Dataset items:
§ §
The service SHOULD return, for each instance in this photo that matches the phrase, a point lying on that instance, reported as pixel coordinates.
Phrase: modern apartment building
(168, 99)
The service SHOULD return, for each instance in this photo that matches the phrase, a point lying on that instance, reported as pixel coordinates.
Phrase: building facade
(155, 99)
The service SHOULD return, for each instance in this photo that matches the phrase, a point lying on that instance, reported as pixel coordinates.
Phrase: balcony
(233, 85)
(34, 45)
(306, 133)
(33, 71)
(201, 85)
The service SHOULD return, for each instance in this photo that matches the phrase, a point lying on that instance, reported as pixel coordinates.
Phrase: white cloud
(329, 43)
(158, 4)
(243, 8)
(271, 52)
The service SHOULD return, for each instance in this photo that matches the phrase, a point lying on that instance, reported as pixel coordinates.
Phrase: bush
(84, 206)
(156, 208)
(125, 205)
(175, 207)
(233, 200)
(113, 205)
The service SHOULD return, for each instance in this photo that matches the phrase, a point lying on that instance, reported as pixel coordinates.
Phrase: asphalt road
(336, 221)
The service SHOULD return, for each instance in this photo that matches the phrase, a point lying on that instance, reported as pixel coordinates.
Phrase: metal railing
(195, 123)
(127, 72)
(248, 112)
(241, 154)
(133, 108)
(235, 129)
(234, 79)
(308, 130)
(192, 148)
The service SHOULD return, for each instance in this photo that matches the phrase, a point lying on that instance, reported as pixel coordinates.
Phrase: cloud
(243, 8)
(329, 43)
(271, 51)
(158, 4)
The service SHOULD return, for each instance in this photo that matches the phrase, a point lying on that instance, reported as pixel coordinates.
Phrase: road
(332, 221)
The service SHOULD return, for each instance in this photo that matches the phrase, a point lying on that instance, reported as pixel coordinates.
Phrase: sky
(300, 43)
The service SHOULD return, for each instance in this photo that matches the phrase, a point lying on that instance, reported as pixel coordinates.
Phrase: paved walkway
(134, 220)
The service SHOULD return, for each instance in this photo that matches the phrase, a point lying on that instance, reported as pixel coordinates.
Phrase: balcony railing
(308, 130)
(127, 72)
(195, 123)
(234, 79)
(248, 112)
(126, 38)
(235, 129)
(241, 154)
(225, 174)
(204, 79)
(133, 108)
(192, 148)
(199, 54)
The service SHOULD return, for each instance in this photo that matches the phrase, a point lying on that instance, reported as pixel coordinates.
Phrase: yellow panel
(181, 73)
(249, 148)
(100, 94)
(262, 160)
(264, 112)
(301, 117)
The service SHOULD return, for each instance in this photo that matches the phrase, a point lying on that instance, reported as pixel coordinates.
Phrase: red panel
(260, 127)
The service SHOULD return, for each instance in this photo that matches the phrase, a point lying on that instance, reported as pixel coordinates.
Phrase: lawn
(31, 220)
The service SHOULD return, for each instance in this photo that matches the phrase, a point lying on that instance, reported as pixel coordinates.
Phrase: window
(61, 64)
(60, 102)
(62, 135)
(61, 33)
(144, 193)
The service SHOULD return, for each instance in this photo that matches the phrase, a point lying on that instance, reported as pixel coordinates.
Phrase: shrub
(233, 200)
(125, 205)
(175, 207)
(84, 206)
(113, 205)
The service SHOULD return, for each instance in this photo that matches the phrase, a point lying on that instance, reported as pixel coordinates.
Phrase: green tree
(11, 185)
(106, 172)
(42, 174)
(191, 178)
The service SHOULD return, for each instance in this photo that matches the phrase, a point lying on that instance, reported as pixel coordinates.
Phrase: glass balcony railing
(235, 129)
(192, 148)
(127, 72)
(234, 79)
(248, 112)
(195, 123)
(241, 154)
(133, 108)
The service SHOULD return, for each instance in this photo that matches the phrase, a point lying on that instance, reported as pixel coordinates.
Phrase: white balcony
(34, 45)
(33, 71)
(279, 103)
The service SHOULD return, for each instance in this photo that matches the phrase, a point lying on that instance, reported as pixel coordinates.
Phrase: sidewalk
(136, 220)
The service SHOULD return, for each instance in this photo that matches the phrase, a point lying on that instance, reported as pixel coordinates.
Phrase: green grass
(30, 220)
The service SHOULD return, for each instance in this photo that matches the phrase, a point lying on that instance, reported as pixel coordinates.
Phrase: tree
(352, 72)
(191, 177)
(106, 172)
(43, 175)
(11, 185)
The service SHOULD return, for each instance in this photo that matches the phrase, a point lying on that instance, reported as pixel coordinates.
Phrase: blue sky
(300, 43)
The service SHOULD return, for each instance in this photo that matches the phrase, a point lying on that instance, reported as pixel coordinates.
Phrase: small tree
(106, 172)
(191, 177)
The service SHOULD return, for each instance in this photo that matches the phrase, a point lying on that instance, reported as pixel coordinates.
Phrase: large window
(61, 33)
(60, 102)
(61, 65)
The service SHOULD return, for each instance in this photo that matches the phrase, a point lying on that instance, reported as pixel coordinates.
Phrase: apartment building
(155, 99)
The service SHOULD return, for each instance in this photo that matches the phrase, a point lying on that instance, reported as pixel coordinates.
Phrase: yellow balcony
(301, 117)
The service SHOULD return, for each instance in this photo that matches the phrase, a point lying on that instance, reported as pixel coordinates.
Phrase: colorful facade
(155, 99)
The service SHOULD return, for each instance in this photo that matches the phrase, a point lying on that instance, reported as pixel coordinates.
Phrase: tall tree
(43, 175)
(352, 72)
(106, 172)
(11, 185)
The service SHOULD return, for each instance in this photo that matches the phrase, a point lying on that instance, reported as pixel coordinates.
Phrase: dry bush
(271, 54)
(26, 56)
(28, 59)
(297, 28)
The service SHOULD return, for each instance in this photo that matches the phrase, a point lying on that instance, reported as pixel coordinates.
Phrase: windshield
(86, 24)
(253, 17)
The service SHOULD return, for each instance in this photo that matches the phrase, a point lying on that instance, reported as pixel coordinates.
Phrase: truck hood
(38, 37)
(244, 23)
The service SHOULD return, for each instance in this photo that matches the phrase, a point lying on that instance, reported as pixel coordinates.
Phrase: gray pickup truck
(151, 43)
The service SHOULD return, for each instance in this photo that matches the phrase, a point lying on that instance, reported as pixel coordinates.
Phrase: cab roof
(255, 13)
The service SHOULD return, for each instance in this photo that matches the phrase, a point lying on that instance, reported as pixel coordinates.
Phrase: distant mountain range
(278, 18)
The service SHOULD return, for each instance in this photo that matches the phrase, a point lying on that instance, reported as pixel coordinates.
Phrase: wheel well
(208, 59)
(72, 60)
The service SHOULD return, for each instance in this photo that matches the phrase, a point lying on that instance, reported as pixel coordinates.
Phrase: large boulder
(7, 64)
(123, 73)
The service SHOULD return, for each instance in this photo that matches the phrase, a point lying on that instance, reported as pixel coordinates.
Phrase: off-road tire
§ §
**Activity:** The task calls for each record to be returned verbatim.

**Written solution:**
The service SHOULD return, for each instance in this photo that matches the phrase, a point lying on that instance, reported as pixel coordinates.
Phrase: modern apartment building
(168, 99)
The service SHOULD return, for each instance in this photo that matches the phrase, a point lying on that instance, reported as pixel coordinates.
Phrase: building facade
(155, 99)
The service SHOULD return, for each instance in this photo that matches the phrase, a point lying on that instance, reported as pixel coordinates.
Phrase: balcony
(233, 85)
(34, 45)
(306, 133)
(33, 71)
(201, 85)
The service SHOULD return, for each instance in this photo that matches the phrase, a point lying on that instance, reported as pixel coordinates.
Phrase: white cloud
(329, 43)
(158, 4)
(243, 8)
(271, 52)
The service SHOULD return, for each instance in this photo that matches the phrase, a point lying on that instance, reported as pixel coordinates.
Phrase: bush
(84, 206)
(156, 208)
(125, 205)
(175, 207)
(233, 200)
(113, 205)
The service SHOULD return, for each instance in this photo that matches the phrase, a point lying on that instance, reported as pixel coordinates.
Phrase: asphalt road
(336, 221)
The service SHOULD return, for each instance in this photo that matches the phrase, a point lying on that instance, reported as pixel coordinates.
Phrase: metal railing
(195, 123)
(127, 72)
(248, 112)
(241, 154)
(133, 108)
(235, 129)
(234, 79)
(308, 130)
(192, 148)
The service SHOULD return, for each instance in this photo that matches the phrase, a point lying on that instance, reported as pixel coordinates.
Phrase: cloud
(243, 8)
(329, 43)
(271, 51)
(158, 4)
The service SHOULD return, for each instance in this photo that matches the phrase, a point lying on that instance, reported as pixel coordinates.
Phrase: road
(332, 221)
The service SHOULD return, for each instance in this photo that matches the phrase, a point lying on that instance, reported as pixel coordinates.
Phrase: sky
(300, 43)
The service SHOULD return, for each instance in this photo that matches the phrase, a point lying on that instance, reported as pixel coordinates.
Phrase: paved walkway
(134, 220)
The service SHOULD return, for each instance in this photo that matches the phrase, a point lying on that instance, reported as pixel coordinates.
Phrase: balcony railing
(308, 130)
(127, 72)
(195, 123)
(234, 79)
(248, 112)
(126, 38)
(235, 129)
(241, 154)
(225, 174)
(204, 79)
(133, 108)
(192, 148)
(199, 54)
The service SHOULD return, for each instance in this photo that matches the phrase, a point lying on that instance, reported as pixel coordinates.
Phrase: yellow panel
(181, 73)
(249, 148)
(100, 94)
(262, 160)
(264, 112)
(301, 117)
The service SHOULD return, for each instance in this photo that matches the phrase, a point lying on that instance, reported as pixel coordinates.
Phrase: red panel
(260, 127)
The service SHOULD return, for each instance in this photo that matches the phrase, a point lying on that instance, reported as pixel coordinates.
Phrase: lawn
(31, 220)
The service SHOULD return, for each instance in this photo that matches the phrase, a point lying on that instance, reported as pixel coordinates.
Phrase: window
(61, 64)
(60, 102)
(62, 135)
(61, 33)
(144, 193)
The service SHOULD return, for each instance in this photo that matches the phrase, a point lying on that instance, reported as pixel coordinates.
Phrase: shrub
(233, 200)
(125, 205)
(175, 207)
(84, 206)
(113, 205)
The service SHOULD return, for each instance in this photo that matches the phrase, a point lying on that instance, reported as pixel coordinates.
Phrase: green tree
(11, 185)
(106, 172)
(42, 174)
(191, 178)
The service SHOULD return, for each instance in this photo that matches the phrase, a point lying on that instance, reported as pixel coordinates.
Phrase: glass balcony railing
(235, 129)
(192, 148)
(127, 72)
(234, 79)
(248, 112)
(195, 123)
(241, 154)
(133, 108)
The service SHOULD return, for each instance in this photo that matches the phrase, a point lying on that instance, reported as pixel coordinates.
Phrase: white balcony
(34, 45)
(33, 71)
(279, 103)
The service SHOULD return, for each instance in this photo that matches the phrase, a point lying on that instance, reported as pixel coordinates.
Phrase: sidewalk
(136, 220)
The service SHOULD return, for each instance in this photo that matches the phrase, a point lying on that instance, reported as pixel coordinates.
Phrase: green grass
(30, 220)
The service SHOULD return, for each instance in this photo that matches the phrase, a point lying on that instance, reported as pixel coordinates.
Phrase: tree
(352, 72)
(191, 177)
(106, 172)
(43, 175)
(11, 185)
The service SHOULD return, for each instance in this photo that matches the phrase, a point lying on that instance, reported as pixel coordinates.
Phrase: blue sky
(300, 43)
The service SHOULD return, for each instance in this photo that matches the phrase, a point lying on that instance, reported as pixel coordinates.
Phrase: small tree
(106, 172)
(191, 177)
The service SHOULD return, for each instance in this photo that matches the phrase, a point lying on that instance, reported as pixel coordinates.
Phrase: large window
(61, 33)
(60, 102)
(61, 65)
The service SHOULD return, for each instance in this photo that matches the phrase, a point lying on that instance, reported as pixel coordinates.
Phrase: apartment building
(155, 99)
The service SHOULD return, for each instance in this photo that matches the phrase, a point lying on that instance, reported as pixel coordinates.
Phrase: yellow balcony
(301, 117)
The service SHOULD return, for each instance in this photo that matches the phrase, a point lying on that instance, reported as pixel coordinates.
Phrase: colorful facade
(155, 99)
The service SHOULD return, for each instance in this photo that matches the phrase, a point lying on that instance, reported as pixel coordinates.
Phrase: tall tree
(43, 175)
(352, 72)
(106, 172)
(11, 185)
The service SHOULD return, for each instance in this photo that matches the phrase, a point lying on that instance, reported as pixel coordinates.
Phrase: dry bush
(271, 54)
(26, 56)
(28, 59)
(297, 28)
The service SHOULD return, for each instance in this photo that matches the phrase, a point lying on that instance, reported as pixel coordinates.
Phrase: windshield
(86, 24)
(253, 17)
The service SHOULD return, for each instance in this photo that matches the phrase, a point lying on that instance, reported as pixel coordinates.
Phrase: truck hood
(38, 37)
(244, 23)
The service SHOULD return, for each instance in this photo that matches the phrase, a point lying on that instance, reported as pixel coordinates.
Phrase: gray pickup truck
(151, 43)
The service SHOULD return, for each instance in this photo that matches the phrase, a point lying on that instance, reported as pixel coordinates.
Phrase: cab roof
(255, 13)
The service SHOULD return, for each instance in this photo that matches the phrase, a point lying on that instance, reported as pixel coordinates.
Phrase: distant mountain range
(278, 18)
The service SHOULD return, for each instance in this photo that matches the phrase, a point lying on that instance, reported as pixel coordinates.
Phrase: wheel well
(208, 59)
(72, 60)
The service SHOULD return, for each instance in this photo that matches the phrase, a point lying on that instance, reported as pixel coordinates.
Phrase: large boulder
(7, 64)
(123, 73)
The service SHOULD return, for each instance in this photo that matches the phrase, a point lying on that instance, reported as pixel coordinates.
Phrase: off-road tire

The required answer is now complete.